Data provided >>
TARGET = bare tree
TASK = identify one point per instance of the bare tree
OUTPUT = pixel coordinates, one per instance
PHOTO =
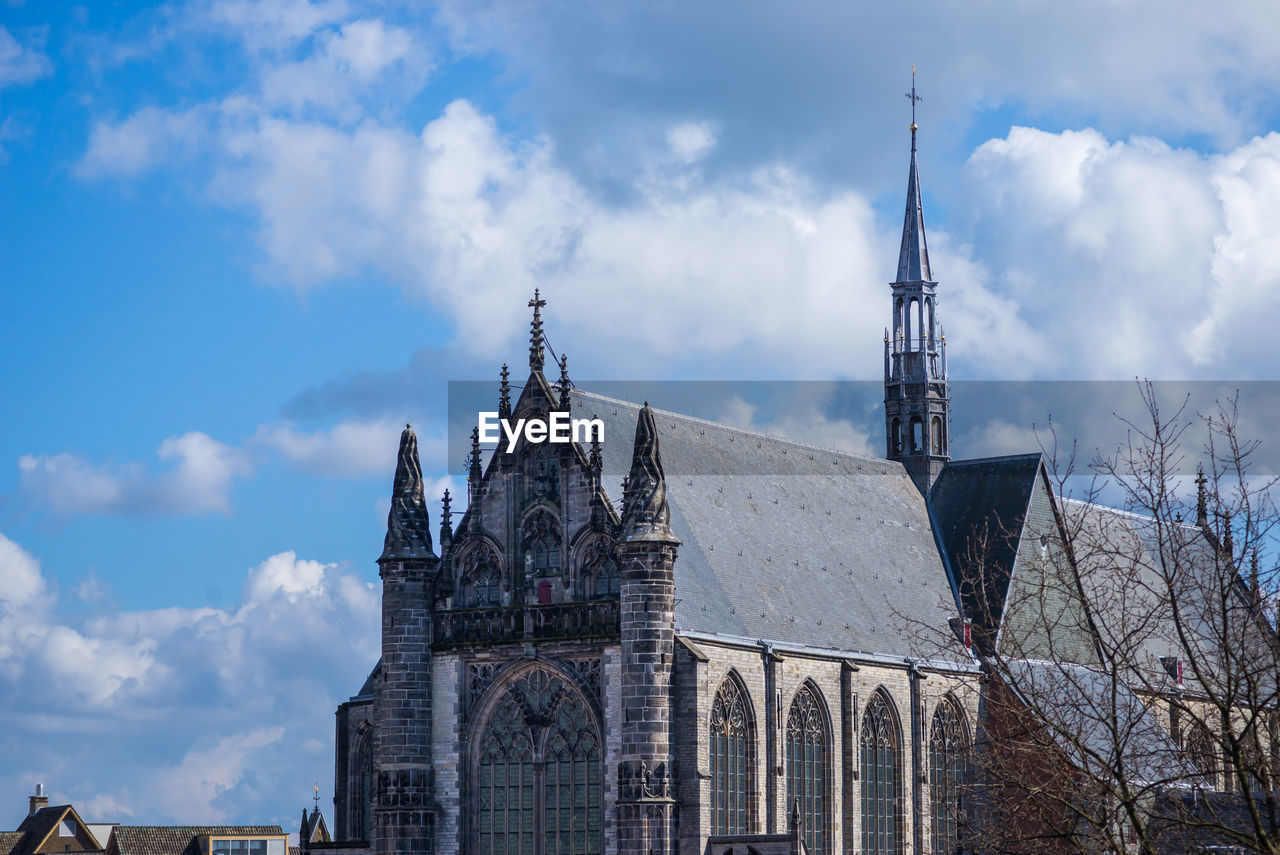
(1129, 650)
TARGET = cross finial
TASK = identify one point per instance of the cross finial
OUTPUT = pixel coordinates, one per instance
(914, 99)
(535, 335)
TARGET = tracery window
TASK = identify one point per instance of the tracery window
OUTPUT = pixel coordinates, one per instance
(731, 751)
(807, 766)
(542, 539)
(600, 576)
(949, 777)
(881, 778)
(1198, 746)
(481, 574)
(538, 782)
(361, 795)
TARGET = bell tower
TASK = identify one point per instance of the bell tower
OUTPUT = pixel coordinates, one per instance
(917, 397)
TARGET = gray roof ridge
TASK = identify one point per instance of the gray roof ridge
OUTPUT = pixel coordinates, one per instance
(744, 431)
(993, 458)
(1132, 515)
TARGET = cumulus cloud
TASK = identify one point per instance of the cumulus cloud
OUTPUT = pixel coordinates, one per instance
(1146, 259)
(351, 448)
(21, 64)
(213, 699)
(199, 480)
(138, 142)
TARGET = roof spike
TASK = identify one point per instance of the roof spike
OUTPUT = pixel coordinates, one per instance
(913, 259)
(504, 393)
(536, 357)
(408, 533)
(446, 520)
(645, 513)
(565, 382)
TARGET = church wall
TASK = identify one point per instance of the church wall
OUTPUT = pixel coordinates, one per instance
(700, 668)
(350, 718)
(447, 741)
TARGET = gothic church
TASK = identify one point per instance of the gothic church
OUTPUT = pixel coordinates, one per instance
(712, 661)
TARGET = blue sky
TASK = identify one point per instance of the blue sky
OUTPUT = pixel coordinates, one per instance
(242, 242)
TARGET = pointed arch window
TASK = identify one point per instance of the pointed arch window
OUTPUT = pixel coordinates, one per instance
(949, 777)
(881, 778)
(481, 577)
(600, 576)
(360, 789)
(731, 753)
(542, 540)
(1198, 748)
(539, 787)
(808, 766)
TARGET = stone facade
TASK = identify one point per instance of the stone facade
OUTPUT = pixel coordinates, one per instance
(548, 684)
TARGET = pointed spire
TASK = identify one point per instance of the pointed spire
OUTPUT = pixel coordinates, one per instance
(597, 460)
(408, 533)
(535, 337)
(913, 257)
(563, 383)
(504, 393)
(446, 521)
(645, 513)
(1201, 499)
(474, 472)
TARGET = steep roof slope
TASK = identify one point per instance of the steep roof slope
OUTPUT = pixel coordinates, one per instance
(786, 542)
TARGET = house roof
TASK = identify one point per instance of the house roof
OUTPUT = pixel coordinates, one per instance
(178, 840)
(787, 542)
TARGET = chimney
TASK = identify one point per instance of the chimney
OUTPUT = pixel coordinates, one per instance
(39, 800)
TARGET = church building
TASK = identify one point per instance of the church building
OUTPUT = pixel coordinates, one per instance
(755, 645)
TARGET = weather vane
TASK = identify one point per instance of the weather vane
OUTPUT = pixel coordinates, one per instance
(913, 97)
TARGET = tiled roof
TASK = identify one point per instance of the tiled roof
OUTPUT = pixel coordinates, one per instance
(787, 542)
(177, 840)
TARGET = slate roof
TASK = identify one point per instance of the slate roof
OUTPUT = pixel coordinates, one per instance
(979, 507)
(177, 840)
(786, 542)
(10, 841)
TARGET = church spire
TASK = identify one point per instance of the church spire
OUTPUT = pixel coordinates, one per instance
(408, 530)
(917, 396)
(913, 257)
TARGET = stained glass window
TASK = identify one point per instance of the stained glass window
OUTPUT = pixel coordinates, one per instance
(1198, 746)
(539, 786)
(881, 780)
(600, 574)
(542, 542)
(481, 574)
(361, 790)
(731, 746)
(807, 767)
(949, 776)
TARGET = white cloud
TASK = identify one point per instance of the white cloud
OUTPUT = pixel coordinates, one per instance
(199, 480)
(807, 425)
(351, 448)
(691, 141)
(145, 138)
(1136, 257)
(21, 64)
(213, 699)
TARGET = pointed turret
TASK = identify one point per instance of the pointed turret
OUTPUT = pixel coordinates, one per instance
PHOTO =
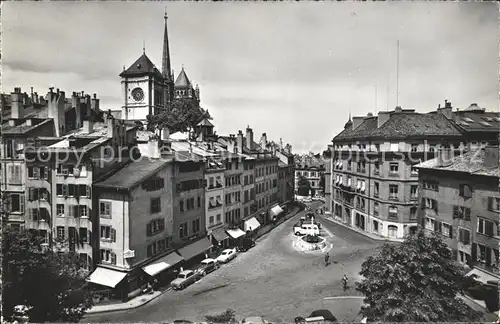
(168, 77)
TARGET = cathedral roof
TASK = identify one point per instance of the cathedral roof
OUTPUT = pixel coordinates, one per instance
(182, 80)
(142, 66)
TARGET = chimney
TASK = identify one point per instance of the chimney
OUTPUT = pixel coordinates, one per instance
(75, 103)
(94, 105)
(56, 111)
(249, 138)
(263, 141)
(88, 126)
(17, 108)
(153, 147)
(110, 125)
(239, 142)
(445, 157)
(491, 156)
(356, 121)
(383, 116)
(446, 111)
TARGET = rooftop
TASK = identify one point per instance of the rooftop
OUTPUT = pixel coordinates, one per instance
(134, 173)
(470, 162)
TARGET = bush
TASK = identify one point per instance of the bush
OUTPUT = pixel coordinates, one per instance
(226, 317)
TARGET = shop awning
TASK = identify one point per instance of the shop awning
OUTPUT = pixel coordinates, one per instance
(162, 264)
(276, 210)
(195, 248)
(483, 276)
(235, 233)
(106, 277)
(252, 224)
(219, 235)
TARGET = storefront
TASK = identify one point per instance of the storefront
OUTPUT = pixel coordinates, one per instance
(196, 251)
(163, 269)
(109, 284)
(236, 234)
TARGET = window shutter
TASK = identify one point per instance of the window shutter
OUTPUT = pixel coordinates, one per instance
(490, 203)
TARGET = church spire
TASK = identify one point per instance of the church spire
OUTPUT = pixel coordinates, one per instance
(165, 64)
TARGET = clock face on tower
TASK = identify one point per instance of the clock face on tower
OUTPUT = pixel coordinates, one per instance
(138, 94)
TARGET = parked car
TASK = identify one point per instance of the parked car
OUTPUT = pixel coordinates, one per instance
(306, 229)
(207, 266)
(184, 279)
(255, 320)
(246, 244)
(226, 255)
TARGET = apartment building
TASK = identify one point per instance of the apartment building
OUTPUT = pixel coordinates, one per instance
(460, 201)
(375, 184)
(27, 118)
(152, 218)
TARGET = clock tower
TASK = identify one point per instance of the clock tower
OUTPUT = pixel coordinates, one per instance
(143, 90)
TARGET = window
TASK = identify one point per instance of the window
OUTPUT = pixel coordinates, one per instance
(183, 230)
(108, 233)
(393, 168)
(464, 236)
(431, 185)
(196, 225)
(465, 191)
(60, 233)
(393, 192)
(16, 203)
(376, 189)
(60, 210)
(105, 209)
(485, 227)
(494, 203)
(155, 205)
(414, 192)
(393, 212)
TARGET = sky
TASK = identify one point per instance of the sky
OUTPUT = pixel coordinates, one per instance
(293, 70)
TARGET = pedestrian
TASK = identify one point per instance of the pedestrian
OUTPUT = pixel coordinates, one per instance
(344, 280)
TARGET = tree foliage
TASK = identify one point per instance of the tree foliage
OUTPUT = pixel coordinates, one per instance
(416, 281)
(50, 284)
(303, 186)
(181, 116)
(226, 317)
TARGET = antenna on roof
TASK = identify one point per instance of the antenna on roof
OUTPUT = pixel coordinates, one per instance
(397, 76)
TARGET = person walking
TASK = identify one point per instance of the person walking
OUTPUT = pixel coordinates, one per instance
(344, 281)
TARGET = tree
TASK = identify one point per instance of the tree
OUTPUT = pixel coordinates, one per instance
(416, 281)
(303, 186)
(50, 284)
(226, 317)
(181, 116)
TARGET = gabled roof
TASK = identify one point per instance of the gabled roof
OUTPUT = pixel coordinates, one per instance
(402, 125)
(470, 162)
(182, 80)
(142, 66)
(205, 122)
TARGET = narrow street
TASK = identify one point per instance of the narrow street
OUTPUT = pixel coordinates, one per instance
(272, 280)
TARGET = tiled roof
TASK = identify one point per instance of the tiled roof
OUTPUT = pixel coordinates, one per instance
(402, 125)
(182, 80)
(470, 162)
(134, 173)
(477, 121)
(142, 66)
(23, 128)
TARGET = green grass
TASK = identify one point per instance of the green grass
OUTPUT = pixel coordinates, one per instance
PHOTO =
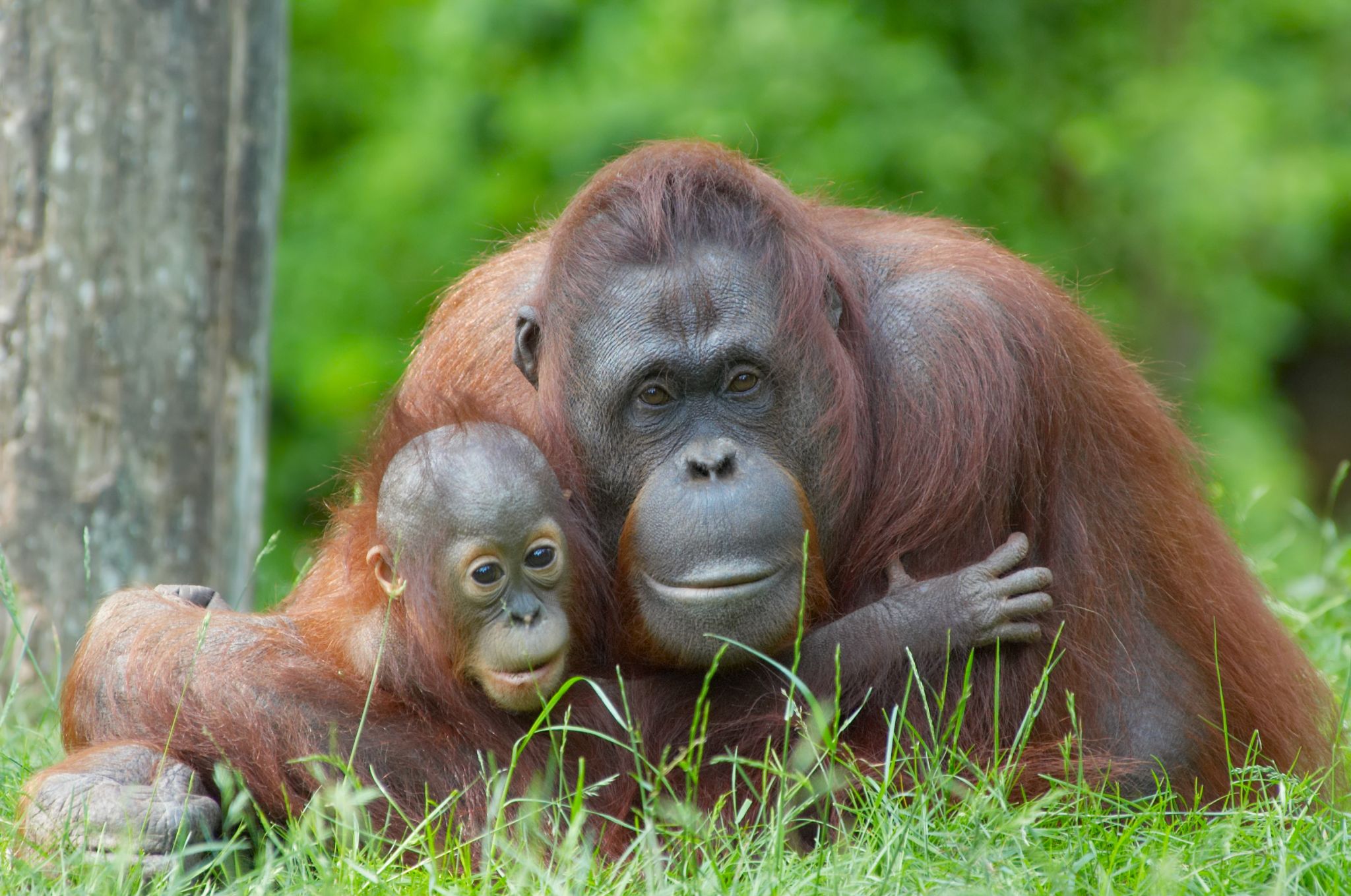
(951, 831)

Task to complete >>
Write out the records from the very start through the line that holds "(1132, 515)", including that line. Leave the pictures out.

Reply >>
TARGET = bare tree
TASK = identify one point per instance of the bare tree
OUTPUT = pixel coordinates, one per instance
PHOTO =
(1129, 650)
TARGET = cross finial
TASK = identify one point per instance of the cross finial
OUTPUT = pixel coordinates, one per instance
(914, 99)
(535, 335)
TARGET = tracery window
TASK = identify one point per instance of the tracery window
OUTPUT = pixel coordinates, one per instance
(731, 751)
(807, 766)
(542, 539)
(600, 576)
(949, 777)
(881, 778)
(1198, 746)
(481, 574)
(538, 782)
(361, 795)
TARGET = bell tower
TASK = identify one point per instance of the bell tower
OUTPUT = pixel coordinates, one per instance
(917, 397)
TARGET = gray roof ridge
TASK = identify one point per instance of the gray roof ridge
OUTPUT = pixel coordinates, one per instance
(744, 431)
(993, 458)
(1132, 515)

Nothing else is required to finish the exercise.